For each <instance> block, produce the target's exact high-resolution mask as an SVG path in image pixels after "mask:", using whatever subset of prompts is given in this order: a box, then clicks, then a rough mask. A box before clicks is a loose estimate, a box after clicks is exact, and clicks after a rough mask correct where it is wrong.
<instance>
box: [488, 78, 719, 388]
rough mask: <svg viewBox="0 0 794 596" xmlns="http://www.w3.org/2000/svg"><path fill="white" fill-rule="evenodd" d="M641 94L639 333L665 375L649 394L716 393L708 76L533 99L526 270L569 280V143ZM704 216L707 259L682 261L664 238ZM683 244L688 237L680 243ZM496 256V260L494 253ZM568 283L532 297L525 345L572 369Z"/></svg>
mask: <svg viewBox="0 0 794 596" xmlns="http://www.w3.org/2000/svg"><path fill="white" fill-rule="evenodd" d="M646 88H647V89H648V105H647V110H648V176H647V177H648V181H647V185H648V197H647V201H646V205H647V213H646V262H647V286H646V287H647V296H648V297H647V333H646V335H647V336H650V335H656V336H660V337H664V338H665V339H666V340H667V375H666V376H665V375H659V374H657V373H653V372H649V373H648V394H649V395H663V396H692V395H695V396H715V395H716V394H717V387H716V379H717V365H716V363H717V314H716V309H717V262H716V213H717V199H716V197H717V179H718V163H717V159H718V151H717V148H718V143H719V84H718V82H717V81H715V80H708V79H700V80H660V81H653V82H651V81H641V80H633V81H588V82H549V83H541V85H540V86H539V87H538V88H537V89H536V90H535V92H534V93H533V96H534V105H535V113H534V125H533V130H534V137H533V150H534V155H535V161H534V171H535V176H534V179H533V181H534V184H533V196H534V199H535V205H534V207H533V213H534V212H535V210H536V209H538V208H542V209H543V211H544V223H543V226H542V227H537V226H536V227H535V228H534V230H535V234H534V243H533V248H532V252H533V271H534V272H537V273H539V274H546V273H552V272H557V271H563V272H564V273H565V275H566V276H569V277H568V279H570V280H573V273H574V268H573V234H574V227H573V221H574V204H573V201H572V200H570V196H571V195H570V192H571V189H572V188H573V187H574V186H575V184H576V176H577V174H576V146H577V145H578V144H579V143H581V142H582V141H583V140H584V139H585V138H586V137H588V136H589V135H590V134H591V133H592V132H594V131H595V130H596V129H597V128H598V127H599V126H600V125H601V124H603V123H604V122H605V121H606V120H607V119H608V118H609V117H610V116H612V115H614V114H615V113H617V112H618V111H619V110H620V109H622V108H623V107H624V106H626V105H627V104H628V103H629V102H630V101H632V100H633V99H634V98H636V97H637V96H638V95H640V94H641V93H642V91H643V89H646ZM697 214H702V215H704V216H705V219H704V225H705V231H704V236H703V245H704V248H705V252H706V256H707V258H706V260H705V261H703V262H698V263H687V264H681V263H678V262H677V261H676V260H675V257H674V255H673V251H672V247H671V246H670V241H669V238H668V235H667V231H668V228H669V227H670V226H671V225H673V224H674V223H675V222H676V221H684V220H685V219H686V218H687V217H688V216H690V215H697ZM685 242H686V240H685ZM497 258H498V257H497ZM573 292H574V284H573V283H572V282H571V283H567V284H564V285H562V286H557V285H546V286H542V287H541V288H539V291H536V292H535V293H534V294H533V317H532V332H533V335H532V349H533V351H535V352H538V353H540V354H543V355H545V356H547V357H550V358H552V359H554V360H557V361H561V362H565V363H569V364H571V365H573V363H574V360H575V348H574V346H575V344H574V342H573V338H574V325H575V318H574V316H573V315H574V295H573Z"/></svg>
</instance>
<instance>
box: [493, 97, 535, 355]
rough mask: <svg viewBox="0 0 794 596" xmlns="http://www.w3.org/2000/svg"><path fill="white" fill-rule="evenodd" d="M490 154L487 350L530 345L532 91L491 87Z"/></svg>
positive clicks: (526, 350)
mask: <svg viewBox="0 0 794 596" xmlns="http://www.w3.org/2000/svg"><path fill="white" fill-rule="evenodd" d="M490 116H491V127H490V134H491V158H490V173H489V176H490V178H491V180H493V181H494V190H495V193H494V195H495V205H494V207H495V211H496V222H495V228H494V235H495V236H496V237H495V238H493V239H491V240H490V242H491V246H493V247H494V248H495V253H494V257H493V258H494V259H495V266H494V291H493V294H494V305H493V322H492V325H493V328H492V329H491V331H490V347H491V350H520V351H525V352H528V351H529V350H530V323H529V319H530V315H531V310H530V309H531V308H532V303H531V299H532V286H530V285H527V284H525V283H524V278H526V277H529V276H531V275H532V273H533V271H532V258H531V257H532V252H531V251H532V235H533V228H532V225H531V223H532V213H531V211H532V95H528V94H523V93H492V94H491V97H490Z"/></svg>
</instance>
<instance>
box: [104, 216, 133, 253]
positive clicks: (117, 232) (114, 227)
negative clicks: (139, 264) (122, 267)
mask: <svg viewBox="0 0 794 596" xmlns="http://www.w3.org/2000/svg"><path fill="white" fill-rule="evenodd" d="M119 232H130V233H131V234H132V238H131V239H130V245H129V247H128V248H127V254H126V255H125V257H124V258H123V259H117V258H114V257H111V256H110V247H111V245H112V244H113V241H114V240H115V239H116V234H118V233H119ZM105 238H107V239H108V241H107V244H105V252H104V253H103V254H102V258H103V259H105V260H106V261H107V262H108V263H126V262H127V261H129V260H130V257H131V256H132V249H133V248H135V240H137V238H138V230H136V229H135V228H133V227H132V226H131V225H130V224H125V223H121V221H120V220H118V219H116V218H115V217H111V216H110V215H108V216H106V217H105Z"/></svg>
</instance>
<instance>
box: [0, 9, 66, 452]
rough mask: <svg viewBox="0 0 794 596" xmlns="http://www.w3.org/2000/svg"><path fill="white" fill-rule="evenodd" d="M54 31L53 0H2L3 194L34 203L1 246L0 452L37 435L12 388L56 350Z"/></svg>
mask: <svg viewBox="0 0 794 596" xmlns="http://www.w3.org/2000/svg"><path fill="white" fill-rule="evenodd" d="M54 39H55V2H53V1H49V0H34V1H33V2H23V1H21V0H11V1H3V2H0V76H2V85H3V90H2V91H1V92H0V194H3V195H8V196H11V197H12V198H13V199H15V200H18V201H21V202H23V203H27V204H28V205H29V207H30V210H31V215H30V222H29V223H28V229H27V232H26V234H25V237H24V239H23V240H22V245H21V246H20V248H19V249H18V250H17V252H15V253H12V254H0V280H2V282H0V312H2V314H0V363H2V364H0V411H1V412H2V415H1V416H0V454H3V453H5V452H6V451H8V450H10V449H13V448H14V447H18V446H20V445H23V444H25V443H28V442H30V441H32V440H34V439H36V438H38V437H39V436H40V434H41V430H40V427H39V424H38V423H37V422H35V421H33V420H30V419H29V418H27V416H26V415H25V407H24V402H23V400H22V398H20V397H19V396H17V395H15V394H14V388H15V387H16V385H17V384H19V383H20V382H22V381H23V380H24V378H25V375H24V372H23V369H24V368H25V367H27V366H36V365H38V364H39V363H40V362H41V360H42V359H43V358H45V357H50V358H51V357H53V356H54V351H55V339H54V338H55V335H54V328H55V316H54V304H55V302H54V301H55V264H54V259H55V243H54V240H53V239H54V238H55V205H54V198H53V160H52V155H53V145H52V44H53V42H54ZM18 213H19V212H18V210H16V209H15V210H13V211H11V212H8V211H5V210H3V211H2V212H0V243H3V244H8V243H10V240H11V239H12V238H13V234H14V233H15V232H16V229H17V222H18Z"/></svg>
● ● ● ● ●
| PROBLEM REQUIREMENTS |
Output the records above, each one exactly, with none left out.

| OUTPUT |
For each <instance> block, produce the target's exact high-resolution mask as an SVG path in image pixels after "mask:", using whatever subset of prompts is given in this order: a box, then clicks, then a rough mask. A box before clicks is a loose estimate, a box after clicks is exact, and clicks after a rough mask correct where it is wrong.
<instance>
box: [488, 78, 719, 388]
rough mask: <svg viewBox="0 0 794 596" xmlns="http://www.w3.org/2000/svg"><path fill="white" fill-rule="evenodd" d="M641 94L639 333L665 375L649 394L716 393L708 76L533 99L526 270L569 280V143ZM704 216L707 259L682 261L664 238ZM683 244L688 237L680 243ZM496 256V260L494 253ZM568 283L532 297L525 345L572 369Z"/></svg>
mask: <svg viewBox="0 0 794 596" xmlns="http://www.w3.org/2000/svg"><path fill="white" fill-rule="evenodd" d="M646 88H647V89H648V105H647V110H648V176H647V177H648V181H647V185H648V197H647V201H646V205H647V213H646V262H647V286H646V287H647V296H648V297H647V333H646V335H647V336H650V335H656V336H660V337H664V338H665V339H666V340H667V375H666V376H665V375H659V374H657V373H653V372H649V373H648V394H649V395H663V396H692V395H695V396H715V395H716V394H717V387H716V379H717V365H716V363H717V314H716V309H717V262H716V213H717V199H716V197H717V179H718V163H717V159H718V151H717V148H718V143H719V84H718V82H717V81H715V80H708V79H700V80H660V81H653V82H651V81H641V80H633V81H588V82H549V83H541V85H540V86H539V87H538V88H537V89H536V90H535V92H534V93H533V96H534V105H535V113H534V125H533V130H534V137H533V150H534V155H535V161H534V171H535V176H534V179H533V181H534V184H533V196H534V199H535V205H534V207H533V213H534V212H535V210H536V209H538V208H542V209H543V211H544V223H543V226H542V227H537V226H536V227H535V228H534V230H535V234H534V243H533V248H532V252H533V271H534V272H537V273H539V274H546V273H552V272H557V271H563V272H564V273H565V275H566V276H569V277H568V279H570V280H573V273H574V268H573V234H574V227H573V221H574V204H573V201H572V200H570V196H571V195H570V192H571V189H572V188H573V187H574V186H575V184H576V176H577V174H576V146H577V145H578V144H579V143H581V142H582V141H583V140H584V139H585V138H586V137H588V136H589V135H590V134H591V133H592V132H594V131H595V130H596V129H597V128H598V127H599V126H600V125H601V124H603V123H604V122H605V121H606V120H607V119H608V118H609V117H610V116H612V115H614V114H615V113H617V112H618V111H619V110H620V109H622V108H623V107H624V106H626V105H627V104H628V103H629V102H630V101H632V100H633V99H634V98H636V97H637V96H638V95H640V94H641V93H642V91H643V89H646ZM697 214H702V215H704V216H705V219H704V225H705V231H704V236H703V245H704V248H705V252H706V256H707V258H706V260H705V261H703V262H698V263H687V264H681V263H678V262H677V261H676V260H675V257H674V255H673V251H672V247H671V246H670V241H669V238H668V235H667V231H668V228H669V227H670V226H671V225H673V224H674V223H675V222H676V221H684V220H685V219H686V218H687V217H688V216H690V215H697ZM685 242H686V240H685ZM497 258H498V257H497ZM573 292H574V284H573V283H572V282H571V283H567V284H564V285H562V286H557V285H546V286H542V287H541V288H539V291H536V292H535V293H534V294H533V317H532V332H533V335H532V349H533V351H535V352H538V353H540V354H543V355H545V356H547V357H550V358H552V359H554V360H557V361H561V362H565V363H569V364H571V365H573V363H574V360H575V348H574V346H575V344H574V342H573V338H574V325H575V318H574V316H573V315H574V295H573Z"/></svg>
</instance>
<instance>
box: [493, 97, 535, 355]
rough mask: <svg viewBox="0 0 794 596" xmlns="http://www.w3.org/2000/svg"><path fill="white" fill-rule="evenodd" d="M490 154L487 350L530 345L532 91L491 87Z"/></svg>
positive clicks: (526, 350)
mask: <svg viewBox="0 0 794 596" xmlns="http://www.w3.org/2000/svg"><path fill="white" fill-rule="evenodd" d="M490 116H491V127H490V134H491V158H490V173H489V176H490V178H491V180H493V181H494V190H495V193H494V195H495V205H494V207H495V211H496V222H495V228H494V235H495V236H496V237H495V238H493V239H491V240H490V242H491V246H493V247H494V248H495V253H494V257H493V258H494V259H495V266H494V291H493V294H494V305H493V322H492V325H493V328H492V329H491V331H490V347H491V350H520V351H525V352H528V351H529V350H530V323H529V319H530V315H531V310H530V309H531V308H532V303H531V299H532V286H530V285H527V284H525V283H524V278H526V277H529V276H531V275H532V273H533V271H532V258H531V257H532V252H531V251H532V235H533V228H532V225H531V223H532V213H531V211H532V95H528V94H523V93H492V94H491V97H490Z"/></svg>
</instance>
<instance>
box: [104, 216, 133, 253]
positive clicks: (117, 232) (114, 227)
negative clicks: (139, 264) (122, 267)
mask: <svg viewBox="0 0 794 596" xmlns="http://www.w3.org/2000/svg"><path fill="white" fill-rule="evenodd" d="M119 232H130V233H131V234H132V238H131V239H130V245H129V247H128V248H127V254H126V255H125V257H124V258H123V259H117V258H114V257H111V256H110V247H111V245H112V244H113V241H114V240H115V239H116V234H118V233H119ZM105 238H107V239H108V241H107V244H105V252H104V253H103V254H102V258H103V259H105V260H106V261H107V262H108V263H126V262H127V261H129V260H130V257H131V256H132V249H133V248H135V240H137V238H138V230H136V229H135V228H133V227H132V226H131V225H130V224H125V223H121V221H120V220H118V219H116V218H115V217H111V216H110V215H108V216H106V217H105Z"/></svg>
</instance>
<instance>
box: [0, 9, 66, 452]
rough mask: <svg viewBox="0 0 794 596" xmlns="http://www.w3.org/2000/svg"><path fill="white" fill-rule="evenodd" d="M54 31L53 0H2L3 194L34 203L1 246L0 452L37 435L12 388L56 350Z"/></svg>
mask: <svg viewBox="0 0 794 596" xmlns="http://www.w3.org/2000/svg"><path fill="white" fill-rule="evenodd" d="M54 39H55V2H53V1H49V0H34V1H33V2H23V1H21V0H11V1H3V2H0V76H2V85H3V90H2V91H1V92H0V194H3V195H8V196H11V197H12V198H13V199H15V200H18V201H21V202H23V203H27V204H28V205H29V207H30V210H31V215H30V222H29V223H28V229H27V232H26V234H25V237H24V239H23V240H22V245H21V246H20V248H19V249H18V250H17V252H15V253H12V254H0V280H2V282H0V312H2V314H0V363H2V364H0V411H1V412H2V415H1V416H0V454H3V453H5V452H6V451H8V450H10V449H13V448H14V447H18V446H20V445H23V444H25V443H28V442H30V441H32V440H34V439H36V438H38V437H39V436H40V434H41V430H40V427H39V424H38V423H37V422H35V421H33V420H30V419H29V418H27V416H26V415H25V407H24V402H23V400H22V398H20V397H19V396H17V395H15V394H14V388H15V387H16V385H17V384H19V383H20V382H22V381H23V380H24V378H25V375H24V372H23V369H24V368H25V367H27V366H36V365H38V364H39V363H40V362H41V360H42V359H43V358H45V357H50V358H51V357H53V356H54V351H55V339H54V338H55V335H54V328H55V316H54V304H55V302H54V301H55V264H54V259H55V243H54V240H53V239H54V238H55V205H54V198H53V160H52V155H53V145H52V44H53V42H54ZM18 213H19V212H18V210H16V209H15V210H13V211H11V212H8V211H5V210H3V211H2V212H0V243H3V244H8V243H10V240H11V239H12V238H13V234H14V233H15V232H16V229H17V222H18Z"/></svg>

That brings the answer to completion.